## Extract to read

In re American Reserve Corp., 840 F.2d 487, 493-494 (7th Cir. 1988).

In re The Charter Company, 876 F.2d 866 (11th Cir. 1989).

Reid v. White Motor Corporation, 886 F.2d 1462 (6th Cir. 1989).

The Eleventh Circuit in Charter Co., held that it would adopt the Seventh Circuit's ruling in American Reserve and allow class proofs of claim to be filed. In Charter Co., stockholders filed suit against the company on behalf of themselves and other stockholders who had purchased stock during a certain period. The suit was filed against the Charter Co. and its officers and directors in a federal district court in Florida. Two weeks later on April 20, 1984, Charter Co. filed a Chapter 11 petition under the Bankruptcy Code. The class action suit was thus stayed as to the debtor company but continued as to the other defendants. On September 14, 1984, prior to the bar date, the named representatives in the district court suit filed a class proof of claim appending a consolidated and amended class action complaint to the proof of claim. The parties attempted unsuccessfully to settle the dispute, negotiating for over two years. In August 1986 the district court certified the class, and on October 7, 1986 Charter Co. objected to the proof of claim. The claimants responded to the objection by filing a motion requesting that the court apply Bankruptcy Rule 7023 via Rule 9014. The court held that the claimants timely filed their motion to apply Rule 7023 via Rule 9014 because until there was a contested matter, i.e., the claim objection, the motion to apply Rule 7023 could not be ripe.

The Charter Co. court also distinguished its holding from a previous Eleventh Circuit holding in GAC Corp., which disallowed a class proof of claim, on the basis that in the GAC case the bankruptcy judge had set a bar date and in the bar date order had required each creditor in the putative class to file an individual proof of claim. Copies of the bar date order were mailed to each of the 280,000 putative class members and published twice in 53 newspapers worldwide. Further, the representative claimant in GAC failed to file a motion to make Fed.R.Civ.P. 23 applicable. Thus, in Charter Co. the Eleventh Circuit seems to make the distinction that where a class proof of claim is not permitted by the bankruptcy judge, and members of a putative class are required to file individual proofs of claim, the debtor must send actual notice to the putative class members of the bankruptcy and the bar date for filing proofs of claim.

In the Matter of GAC Corporation, 681 F.2d 1295 (11th Cir. 1982).

Id. at 1299.

## Stored records
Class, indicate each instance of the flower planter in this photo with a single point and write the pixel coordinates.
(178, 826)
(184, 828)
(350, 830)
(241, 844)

## Tasks to perform
1 > Answer these questions from the excerpt on class proofs of claim, one line each:
(a) On what date did Charter Co. file its Chapter 11 petition?
(b) To how many putative class members were copies of the bar date order mailed in GAC?
(c) In how many newspapers was that order published?
2 > How would you render this sentence from the excerpt on class proofs of claim in Spanish: "The parties attempted unsuccessfully to settle the dispute, negotiating for over two years."
3 > Repeat the part of the excerpt on class proofs of claim starting with "In re American" and going on through "(6th Cir. 1989).".

## Answers by task
1 >
(a) April 20, 1984
(b) 280,000
(c) 53

2 > Las partes intentaron sin éxito resolver la controversia, negociando durante más de dos años.

3 >
In re American Reserve Corp., 840 F.2d 487, 493-494 (7th Cir. 1988).

In re The Charter Company, 876 F.2d 866 (11th Cir. 1989).

Reid v. White Motor Corporation, 886 F.2d 1462 (6th Cir. 1989).